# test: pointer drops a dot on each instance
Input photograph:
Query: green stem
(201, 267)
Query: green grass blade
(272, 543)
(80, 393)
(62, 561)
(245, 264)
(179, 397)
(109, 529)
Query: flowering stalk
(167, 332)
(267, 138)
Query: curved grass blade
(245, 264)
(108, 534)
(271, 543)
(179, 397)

---

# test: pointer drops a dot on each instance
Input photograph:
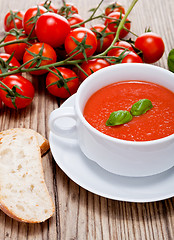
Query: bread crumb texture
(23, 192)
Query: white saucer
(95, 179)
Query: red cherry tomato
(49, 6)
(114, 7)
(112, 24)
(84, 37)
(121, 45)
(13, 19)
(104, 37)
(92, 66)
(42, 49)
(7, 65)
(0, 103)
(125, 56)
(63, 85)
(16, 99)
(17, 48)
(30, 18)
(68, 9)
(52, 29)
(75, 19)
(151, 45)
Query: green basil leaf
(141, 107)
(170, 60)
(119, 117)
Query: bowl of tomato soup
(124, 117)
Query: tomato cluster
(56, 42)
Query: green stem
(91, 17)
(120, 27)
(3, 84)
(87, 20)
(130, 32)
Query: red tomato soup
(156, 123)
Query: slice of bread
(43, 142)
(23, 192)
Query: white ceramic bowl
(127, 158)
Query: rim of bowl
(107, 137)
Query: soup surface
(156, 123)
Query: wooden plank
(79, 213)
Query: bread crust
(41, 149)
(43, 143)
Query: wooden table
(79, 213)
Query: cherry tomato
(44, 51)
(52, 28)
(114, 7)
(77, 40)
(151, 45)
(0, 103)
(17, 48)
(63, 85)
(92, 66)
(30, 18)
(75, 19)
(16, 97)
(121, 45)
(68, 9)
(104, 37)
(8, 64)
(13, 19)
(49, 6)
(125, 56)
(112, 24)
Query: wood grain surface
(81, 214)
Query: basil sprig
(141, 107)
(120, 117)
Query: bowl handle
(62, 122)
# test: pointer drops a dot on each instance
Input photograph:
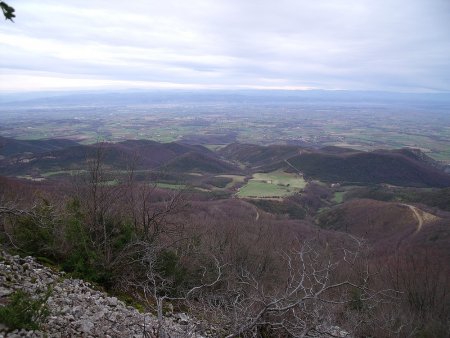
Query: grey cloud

==

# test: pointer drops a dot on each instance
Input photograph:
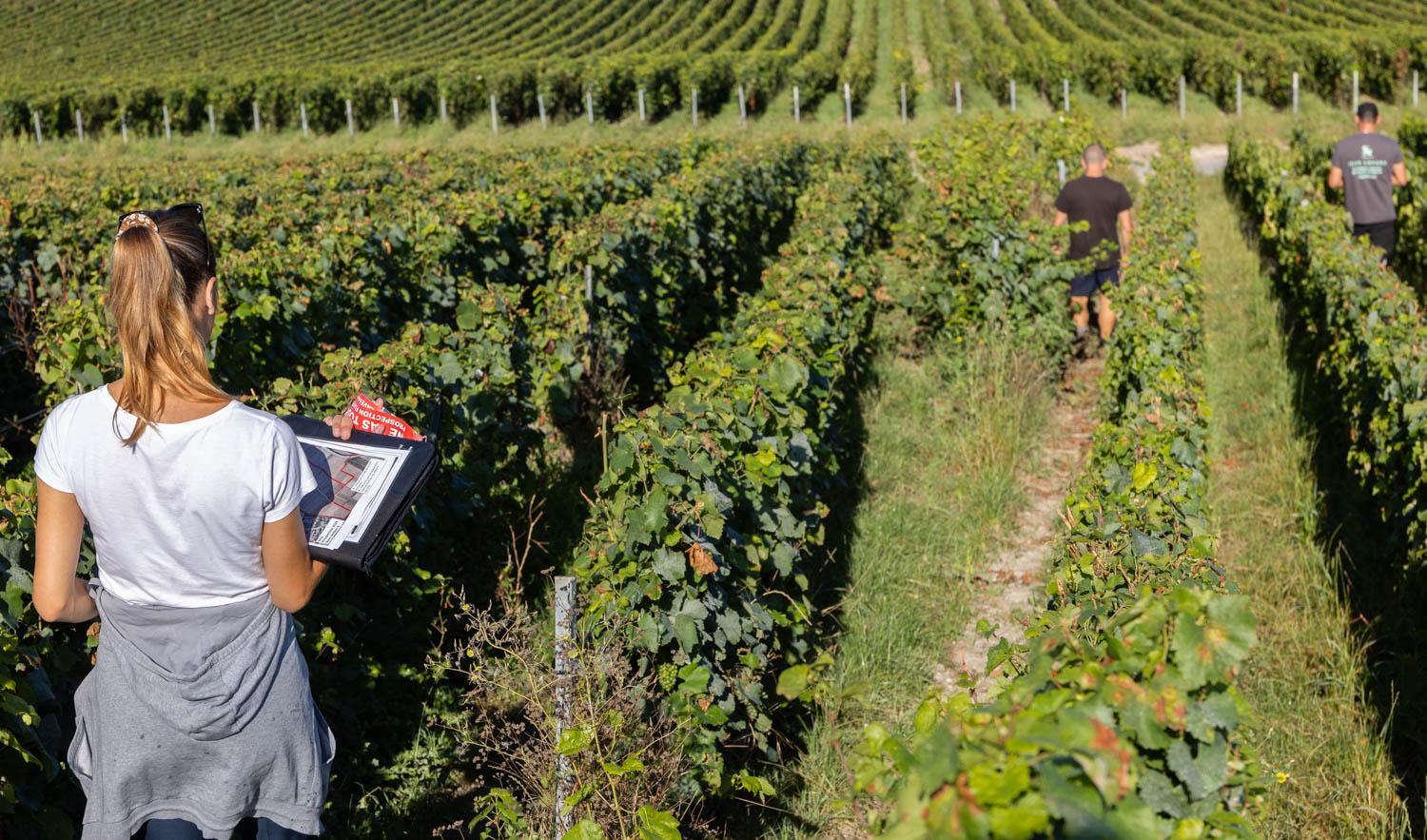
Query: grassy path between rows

• [INSTRUCTIONS FOR THE TASK]: Pick out every line in the rows above that contains the word "wooden". Case counts.

• [WRITTEN RESPONSE]:
Query: wooden plank
Query: wooden table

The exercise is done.